**INFORMATION PROVIDED:**
──────────

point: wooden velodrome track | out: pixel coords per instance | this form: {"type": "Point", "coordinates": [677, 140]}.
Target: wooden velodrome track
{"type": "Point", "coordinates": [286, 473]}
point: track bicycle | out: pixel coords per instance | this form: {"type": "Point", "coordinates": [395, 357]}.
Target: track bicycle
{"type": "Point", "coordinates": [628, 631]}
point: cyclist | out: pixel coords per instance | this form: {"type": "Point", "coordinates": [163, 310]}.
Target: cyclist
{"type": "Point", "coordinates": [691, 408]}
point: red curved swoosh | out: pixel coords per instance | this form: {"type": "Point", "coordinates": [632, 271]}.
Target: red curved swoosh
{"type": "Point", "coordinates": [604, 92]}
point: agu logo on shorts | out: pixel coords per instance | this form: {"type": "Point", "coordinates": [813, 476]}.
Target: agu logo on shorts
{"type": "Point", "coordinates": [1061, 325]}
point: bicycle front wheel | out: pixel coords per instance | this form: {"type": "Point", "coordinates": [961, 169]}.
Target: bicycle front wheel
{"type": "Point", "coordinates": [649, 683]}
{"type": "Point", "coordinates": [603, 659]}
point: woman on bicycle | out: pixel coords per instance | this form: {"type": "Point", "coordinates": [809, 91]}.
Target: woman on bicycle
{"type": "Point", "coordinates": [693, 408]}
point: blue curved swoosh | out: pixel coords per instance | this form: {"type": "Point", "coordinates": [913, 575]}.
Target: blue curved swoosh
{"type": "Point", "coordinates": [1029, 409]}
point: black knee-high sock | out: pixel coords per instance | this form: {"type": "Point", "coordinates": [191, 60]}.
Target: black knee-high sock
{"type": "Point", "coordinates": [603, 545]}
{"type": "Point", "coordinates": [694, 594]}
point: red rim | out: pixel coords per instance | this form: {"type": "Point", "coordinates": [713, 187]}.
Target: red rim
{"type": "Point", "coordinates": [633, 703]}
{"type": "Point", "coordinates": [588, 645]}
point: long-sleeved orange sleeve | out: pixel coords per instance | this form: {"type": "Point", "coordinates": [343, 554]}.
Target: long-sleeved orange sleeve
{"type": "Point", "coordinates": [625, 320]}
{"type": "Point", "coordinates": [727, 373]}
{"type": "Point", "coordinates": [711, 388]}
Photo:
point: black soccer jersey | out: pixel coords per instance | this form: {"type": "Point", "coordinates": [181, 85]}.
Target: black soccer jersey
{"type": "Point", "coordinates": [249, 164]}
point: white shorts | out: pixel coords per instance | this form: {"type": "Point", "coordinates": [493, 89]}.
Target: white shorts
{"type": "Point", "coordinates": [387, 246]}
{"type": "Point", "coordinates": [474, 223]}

──────────

**TASK BRIEF:**
Reproduce only the lines running from the one that contains "point: woman on" to the last line of the records.

**RESPONSE TO THE TASK:**
point: woman on bicycle | out: pixel coords per instance | this form: {"type": "Point", "coordinates": [809, 91]}.
Target: woman on bicycle
{"type": "Point", "coordinates": [693, 408]}
point: blue curved swoosh | out: pixel coords per instance | this form: {"type": "Point", "coordinates": [913, 575]}.
Target: blue curved swoosh
{"type": "Point", "coordinates": [1029, 409]}
point: black knee-high sock | out: pixel coords per instance | this form: {"type": "Point", "coordinates": [191, 60]}.
Target: black knee-high sock
{"type": "Point", "coordinates": [603, 545]}
{"type": "Point", "coordinates": [694, 594]}
point: red rim | out: pixel coords per instance | this form: {"type": "Point", "coordinates": [713, 187]}.
Target: red rim
{"type": "Point", "coordinates": [633, 703]}
{"type": "Point", "coordinates": [588, 645]}
point: long-sleeved orange sleeve | out: pixel coords per instance | this form: {"type": "Point", "coordinates": [343, 554]}.
Target: long-sleeved orange sleeve
{"type": "Point", "coordinates": [625, 320]}
{"type": "Point", "coordinates": [727, 373]}
{"type": "Point", "coordinates": [711, 388]}
Photo:
point: black soccer jersey | out: pixel coords per instance | this form: {"type": "Point", "coordinates": [181, 85]}.
Target: black soccer jersey
{"type": "Point", "coordinates": [249, 164]}
point: white shorts | out: pixel coords per instance | this form: {"type": "Point", "coordinates": [493, 89]}.
Target: white shorts
{"type": "Point", "coordinates": [387, 246]}
{"type": "Point", "coordinates": [474, 223]}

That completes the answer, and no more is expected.